#### Tu tarea
Cuenta las líneas de abajo que contienen la palabra "tree". Escribe solo el número.

#### Líneas del ejercicio
□ □ □ □ □
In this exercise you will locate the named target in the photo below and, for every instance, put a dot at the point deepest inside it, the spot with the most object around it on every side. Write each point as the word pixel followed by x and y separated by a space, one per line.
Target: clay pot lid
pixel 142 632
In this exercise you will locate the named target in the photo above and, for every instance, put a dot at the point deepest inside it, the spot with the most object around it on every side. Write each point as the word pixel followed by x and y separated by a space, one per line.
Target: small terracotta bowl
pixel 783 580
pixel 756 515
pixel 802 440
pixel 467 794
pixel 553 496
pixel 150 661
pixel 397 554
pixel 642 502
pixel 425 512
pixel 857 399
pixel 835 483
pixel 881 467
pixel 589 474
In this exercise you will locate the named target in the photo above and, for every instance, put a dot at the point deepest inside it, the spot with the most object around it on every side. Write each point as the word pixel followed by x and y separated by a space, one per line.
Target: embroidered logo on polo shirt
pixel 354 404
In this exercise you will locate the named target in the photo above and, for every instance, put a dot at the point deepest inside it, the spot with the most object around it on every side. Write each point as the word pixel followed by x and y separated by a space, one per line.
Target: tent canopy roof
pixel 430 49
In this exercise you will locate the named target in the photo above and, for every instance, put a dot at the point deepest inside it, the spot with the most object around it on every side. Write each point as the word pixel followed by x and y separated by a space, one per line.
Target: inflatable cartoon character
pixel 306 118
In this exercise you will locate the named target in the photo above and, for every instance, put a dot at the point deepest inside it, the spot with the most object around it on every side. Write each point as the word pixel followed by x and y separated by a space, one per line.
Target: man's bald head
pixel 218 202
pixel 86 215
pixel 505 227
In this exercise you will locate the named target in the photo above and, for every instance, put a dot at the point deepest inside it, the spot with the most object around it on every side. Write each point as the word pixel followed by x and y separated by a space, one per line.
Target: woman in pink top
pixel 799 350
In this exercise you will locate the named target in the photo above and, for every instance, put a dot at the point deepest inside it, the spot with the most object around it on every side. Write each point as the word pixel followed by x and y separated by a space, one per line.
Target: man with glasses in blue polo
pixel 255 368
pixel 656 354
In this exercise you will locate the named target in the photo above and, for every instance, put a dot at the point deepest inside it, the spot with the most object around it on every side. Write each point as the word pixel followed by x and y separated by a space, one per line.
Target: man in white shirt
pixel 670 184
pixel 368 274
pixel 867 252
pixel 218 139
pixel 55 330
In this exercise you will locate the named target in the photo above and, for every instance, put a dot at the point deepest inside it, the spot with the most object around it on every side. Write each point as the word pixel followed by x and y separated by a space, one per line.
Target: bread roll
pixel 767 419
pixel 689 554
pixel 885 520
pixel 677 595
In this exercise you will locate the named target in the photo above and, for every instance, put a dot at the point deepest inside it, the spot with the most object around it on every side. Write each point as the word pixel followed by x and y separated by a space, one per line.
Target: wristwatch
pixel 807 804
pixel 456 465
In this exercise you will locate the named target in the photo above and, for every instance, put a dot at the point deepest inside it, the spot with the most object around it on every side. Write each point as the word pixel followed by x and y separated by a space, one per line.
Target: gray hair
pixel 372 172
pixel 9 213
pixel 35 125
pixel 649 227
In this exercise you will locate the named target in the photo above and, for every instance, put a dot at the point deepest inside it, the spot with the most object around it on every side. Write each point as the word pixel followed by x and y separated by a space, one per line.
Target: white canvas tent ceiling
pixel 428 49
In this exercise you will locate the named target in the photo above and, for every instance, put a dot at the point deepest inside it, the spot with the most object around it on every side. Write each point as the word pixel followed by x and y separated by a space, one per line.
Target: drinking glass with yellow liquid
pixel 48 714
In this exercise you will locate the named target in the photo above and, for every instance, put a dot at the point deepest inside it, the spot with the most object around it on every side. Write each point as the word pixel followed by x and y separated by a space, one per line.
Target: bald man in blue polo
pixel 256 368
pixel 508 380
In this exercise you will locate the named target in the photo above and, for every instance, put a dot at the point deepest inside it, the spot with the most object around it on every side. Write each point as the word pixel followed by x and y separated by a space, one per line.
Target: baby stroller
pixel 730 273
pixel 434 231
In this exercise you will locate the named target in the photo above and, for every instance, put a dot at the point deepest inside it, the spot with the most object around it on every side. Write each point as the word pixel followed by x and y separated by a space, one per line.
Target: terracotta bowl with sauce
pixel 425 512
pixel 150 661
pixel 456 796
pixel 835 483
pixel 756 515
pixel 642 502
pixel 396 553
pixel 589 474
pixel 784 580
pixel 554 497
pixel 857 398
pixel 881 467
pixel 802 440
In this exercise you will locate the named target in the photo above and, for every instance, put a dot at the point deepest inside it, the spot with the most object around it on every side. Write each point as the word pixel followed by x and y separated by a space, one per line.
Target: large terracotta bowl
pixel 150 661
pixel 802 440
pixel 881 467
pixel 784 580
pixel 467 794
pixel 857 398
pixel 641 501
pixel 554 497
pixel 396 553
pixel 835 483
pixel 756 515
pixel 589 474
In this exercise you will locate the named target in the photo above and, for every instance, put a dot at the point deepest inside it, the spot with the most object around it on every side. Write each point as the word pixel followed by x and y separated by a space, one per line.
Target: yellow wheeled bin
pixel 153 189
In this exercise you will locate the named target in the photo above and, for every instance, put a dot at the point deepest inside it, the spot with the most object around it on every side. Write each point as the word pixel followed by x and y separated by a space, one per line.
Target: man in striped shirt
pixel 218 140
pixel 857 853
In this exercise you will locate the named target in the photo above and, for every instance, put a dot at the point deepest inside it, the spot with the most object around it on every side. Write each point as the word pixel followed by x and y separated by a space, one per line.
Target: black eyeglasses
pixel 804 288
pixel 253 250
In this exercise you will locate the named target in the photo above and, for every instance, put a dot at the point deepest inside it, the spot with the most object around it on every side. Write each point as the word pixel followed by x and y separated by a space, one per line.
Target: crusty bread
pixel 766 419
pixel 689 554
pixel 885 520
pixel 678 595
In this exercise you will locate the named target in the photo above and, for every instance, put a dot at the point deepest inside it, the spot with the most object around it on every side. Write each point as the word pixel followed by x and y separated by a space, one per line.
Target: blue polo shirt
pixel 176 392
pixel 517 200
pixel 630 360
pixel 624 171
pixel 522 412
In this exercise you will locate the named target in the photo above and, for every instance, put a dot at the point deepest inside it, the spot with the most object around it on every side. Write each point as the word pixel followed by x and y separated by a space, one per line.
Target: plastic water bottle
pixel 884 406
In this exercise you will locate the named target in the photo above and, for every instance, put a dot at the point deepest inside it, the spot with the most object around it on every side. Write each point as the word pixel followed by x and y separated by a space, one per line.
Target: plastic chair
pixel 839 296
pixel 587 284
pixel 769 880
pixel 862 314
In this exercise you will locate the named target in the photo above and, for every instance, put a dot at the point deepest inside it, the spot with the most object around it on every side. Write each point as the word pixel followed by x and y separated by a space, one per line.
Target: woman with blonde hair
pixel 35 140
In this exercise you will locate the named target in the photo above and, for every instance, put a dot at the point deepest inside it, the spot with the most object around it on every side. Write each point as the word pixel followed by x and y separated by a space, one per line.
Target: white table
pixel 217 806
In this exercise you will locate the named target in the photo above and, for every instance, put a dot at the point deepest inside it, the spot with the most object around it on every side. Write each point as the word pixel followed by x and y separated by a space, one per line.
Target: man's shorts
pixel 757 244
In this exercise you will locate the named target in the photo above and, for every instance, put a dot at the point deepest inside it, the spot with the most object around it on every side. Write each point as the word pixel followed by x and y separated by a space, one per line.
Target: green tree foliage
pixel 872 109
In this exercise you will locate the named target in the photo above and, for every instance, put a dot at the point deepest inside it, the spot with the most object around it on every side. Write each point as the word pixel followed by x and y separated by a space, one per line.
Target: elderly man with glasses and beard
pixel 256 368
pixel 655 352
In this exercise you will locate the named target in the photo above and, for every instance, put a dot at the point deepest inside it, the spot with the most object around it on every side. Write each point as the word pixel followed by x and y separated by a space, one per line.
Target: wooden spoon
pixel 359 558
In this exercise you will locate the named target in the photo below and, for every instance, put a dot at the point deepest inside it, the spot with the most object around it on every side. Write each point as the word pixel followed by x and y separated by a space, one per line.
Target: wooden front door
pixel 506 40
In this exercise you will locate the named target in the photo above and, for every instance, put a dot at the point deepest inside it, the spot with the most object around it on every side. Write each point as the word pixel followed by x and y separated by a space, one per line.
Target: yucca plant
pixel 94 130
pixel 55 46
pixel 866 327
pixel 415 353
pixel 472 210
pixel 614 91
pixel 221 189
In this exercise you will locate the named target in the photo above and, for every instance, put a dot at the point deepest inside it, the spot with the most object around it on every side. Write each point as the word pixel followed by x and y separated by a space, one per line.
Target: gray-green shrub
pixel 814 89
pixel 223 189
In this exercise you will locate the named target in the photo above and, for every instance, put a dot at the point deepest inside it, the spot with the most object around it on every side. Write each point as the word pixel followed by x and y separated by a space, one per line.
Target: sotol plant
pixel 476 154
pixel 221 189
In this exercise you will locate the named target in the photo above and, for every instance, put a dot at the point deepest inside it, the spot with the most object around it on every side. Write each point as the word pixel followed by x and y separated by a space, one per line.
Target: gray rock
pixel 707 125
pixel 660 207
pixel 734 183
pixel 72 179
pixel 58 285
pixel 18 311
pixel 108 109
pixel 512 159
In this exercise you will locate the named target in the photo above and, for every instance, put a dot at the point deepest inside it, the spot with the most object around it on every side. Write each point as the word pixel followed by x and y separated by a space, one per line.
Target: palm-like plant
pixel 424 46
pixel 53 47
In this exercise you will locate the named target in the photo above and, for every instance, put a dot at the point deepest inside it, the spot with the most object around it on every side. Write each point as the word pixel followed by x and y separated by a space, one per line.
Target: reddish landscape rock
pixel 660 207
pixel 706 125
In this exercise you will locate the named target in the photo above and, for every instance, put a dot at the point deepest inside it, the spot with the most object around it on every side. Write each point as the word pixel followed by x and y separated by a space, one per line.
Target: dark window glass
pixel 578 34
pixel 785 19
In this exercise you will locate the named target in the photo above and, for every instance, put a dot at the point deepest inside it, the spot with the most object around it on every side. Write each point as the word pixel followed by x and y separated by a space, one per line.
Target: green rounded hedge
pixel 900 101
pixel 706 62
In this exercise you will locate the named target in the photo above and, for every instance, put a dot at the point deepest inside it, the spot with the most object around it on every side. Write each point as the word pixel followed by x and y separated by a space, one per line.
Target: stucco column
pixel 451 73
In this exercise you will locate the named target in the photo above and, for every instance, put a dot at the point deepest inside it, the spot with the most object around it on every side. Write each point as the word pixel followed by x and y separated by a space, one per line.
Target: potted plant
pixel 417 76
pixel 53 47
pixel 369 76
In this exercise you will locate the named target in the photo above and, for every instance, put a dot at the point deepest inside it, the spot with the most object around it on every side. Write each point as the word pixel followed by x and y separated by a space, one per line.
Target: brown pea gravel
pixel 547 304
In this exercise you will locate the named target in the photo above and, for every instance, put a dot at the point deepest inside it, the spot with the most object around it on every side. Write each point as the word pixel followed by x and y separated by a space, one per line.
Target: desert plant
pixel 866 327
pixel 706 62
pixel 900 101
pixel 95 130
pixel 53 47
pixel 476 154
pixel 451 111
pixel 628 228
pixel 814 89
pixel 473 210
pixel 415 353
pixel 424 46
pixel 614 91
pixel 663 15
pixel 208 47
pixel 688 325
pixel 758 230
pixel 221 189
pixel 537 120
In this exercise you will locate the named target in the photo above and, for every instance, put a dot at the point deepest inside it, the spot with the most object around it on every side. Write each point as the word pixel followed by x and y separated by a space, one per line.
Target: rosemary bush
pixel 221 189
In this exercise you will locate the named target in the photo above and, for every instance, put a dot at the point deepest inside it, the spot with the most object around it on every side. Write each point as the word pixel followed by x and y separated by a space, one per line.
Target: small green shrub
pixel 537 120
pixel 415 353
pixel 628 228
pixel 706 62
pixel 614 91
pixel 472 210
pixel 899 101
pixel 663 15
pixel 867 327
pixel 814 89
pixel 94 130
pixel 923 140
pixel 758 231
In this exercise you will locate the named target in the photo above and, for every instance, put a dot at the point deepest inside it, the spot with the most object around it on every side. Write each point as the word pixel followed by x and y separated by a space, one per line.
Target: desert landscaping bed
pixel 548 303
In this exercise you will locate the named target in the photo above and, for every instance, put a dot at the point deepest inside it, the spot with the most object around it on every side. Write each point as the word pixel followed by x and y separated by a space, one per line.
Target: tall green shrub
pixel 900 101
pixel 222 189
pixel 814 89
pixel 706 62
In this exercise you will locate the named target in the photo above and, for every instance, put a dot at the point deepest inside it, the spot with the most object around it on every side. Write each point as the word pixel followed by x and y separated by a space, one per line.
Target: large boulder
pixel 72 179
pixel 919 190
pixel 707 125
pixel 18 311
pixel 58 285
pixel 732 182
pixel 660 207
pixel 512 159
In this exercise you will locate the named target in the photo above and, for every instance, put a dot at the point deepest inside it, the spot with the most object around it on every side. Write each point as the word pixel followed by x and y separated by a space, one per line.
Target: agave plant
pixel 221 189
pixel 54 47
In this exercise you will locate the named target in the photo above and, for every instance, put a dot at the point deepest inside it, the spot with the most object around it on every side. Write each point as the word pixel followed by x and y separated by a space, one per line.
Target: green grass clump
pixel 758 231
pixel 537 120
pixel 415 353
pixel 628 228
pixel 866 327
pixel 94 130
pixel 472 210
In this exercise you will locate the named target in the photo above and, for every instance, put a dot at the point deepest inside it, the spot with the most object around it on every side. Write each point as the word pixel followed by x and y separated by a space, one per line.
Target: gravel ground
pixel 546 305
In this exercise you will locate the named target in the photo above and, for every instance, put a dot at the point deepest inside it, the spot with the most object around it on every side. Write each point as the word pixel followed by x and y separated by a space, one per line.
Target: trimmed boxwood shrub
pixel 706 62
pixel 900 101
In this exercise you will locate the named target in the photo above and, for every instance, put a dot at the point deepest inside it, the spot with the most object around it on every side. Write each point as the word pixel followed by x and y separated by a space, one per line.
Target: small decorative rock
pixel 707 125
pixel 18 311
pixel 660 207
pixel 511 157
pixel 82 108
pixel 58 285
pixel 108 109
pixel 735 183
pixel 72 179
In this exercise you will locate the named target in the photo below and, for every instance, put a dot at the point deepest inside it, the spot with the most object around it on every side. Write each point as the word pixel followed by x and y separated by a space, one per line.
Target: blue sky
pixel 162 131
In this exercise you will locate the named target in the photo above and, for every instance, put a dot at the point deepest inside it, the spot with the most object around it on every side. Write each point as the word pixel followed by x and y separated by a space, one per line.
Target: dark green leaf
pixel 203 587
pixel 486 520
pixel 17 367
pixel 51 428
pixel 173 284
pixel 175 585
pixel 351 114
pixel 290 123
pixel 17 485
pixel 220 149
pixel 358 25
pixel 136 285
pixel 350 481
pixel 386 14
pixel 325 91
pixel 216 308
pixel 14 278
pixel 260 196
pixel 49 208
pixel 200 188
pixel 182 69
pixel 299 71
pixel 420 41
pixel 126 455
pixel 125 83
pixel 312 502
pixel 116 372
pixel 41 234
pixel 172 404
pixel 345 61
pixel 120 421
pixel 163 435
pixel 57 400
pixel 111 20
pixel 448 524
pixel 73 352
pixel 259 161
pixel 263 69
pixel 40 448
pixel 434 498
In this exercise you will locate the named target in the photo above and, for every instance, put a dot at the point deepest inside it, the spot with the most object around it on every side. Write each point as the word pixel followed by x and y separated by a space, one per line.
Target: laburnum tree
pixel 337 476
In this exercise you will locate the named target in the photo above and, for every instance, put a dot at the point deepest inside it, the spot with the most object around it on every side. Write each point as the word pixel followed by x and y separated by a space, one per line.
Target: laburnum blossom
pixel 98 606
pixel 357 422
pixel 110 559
□ □ □ □ □
#### Respuesta
2